» **Available data**:

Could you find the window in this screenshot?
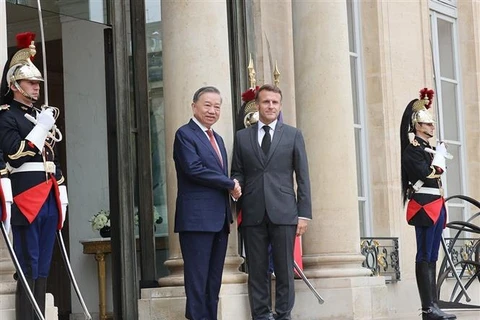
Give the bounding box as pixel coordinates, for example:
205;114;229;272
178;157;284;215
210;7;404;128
430;0;467;220
347;0;372;237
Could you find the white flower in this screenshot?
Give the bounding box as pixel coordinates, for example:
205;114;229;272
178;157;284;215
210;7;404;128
88;210;110;231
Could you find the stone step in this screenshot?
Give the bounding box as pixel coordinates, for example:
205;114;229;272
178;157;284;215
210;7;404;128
0;293;58;320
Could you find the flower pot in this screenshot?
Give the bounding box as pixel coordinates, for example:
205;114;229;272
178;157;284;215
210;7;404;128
100;227;110;238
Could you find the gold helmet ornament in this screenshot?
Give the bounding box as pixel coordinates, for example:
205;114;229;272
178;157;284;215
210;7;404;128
6;32;43;100
410;88;435;132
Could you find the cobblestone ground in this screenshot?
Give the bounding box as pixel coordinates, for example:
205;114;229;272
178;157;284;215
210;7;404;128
393;310;480;320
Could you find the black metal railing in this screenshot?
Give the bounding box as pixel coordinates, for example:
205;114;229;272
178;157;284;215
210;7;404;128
360;237;401;283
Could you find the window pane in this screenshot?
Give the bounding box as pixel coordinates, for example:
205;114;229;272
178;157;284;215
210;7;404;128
7;0;107;23
442;81;460;141
350;56;360;124
354;128;365;197
446;144;463;196
347;0;356;52
437;19;456;79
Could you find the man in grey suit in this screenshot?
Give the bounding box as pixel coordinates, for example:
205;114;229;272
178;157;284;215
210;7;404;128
232;84;312;320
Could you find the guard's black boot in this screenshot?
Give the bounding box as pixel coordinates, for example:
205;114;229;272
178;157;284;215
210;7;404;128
33;278;47;320
415;261;458;320
15;278;35;320
428;262;457;319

» **What is needed**: Please swap "screenshot" for "photo" everywhere in the lines above, keeping everything else the same, and leave the pictures out of your answer.

» **Result of this exercise**:
Could you find the window in this photo?
Give the bounding box as pixel coordinates, for example:
205;114;229;272
178;157;284;215
210;7;404;128
430;0;467;220
347;0;372;237
Could you find the white flower in this photo?
Give the bounding box as pixel coordinates, for example:
205;114;229;272
178;157;284;215
210;7;404;128
88;210;110;231
Could you find the stone step in this photo?
Give the bounding box as pixel coordinates, for example:
205;114;229;272
178;157;284;215
210;7;404;128
0;293;58;320
Could you find the flower pot in this photo?
Give the bounding box as pixel coordinates, for example:
205;114;229;272
178;157;284;215
210;7;404;128
100;227;110;238
Could you find the gold helmet ornament in this photo?
Give the bounding box as pixel coordinates, for example:
205;114;229;272
178;157;284;215
210;7;404;128
6;32;43;100
410;88;435;132
Could you find the cobblestone ground in this photo?
Give the bounding box as pixel coordinates, for example:
205;114;229;272
178;157;284;215
210;7;404;128
393;310;480;320
Could you find the black metal railing in this photo?
Give the bounding box as pixel coordinates, for example:
205;114;229;272
178;157;284;215
210;7;404;128
360;237;401;283
Could you find the window pane in this photo?
Give the bounding box as pixel coordinates, for example:
205;114;229;272
178;157;284;215
210;7;404;128
7;0;107;23
442;81;460;141
350;56;360;124
354;128;365;197
446;144;463;196
347;0;356;52
437;19;456;79
Could you find the man in grey suit in this photo?
Give the bounding box as pixel coordinates, for example:
205;114;229;272
178;157;284;215
210;7;404;128
232;84;312;320
Could you find the guard's black boot in this photo?
Give the bounding box as pixel coordinates, for example:
205;114;229;272
178;157;284;215
210;7;404;128
33;278;47;320
415;261;458;320
15;278;35;320
428;262;457;319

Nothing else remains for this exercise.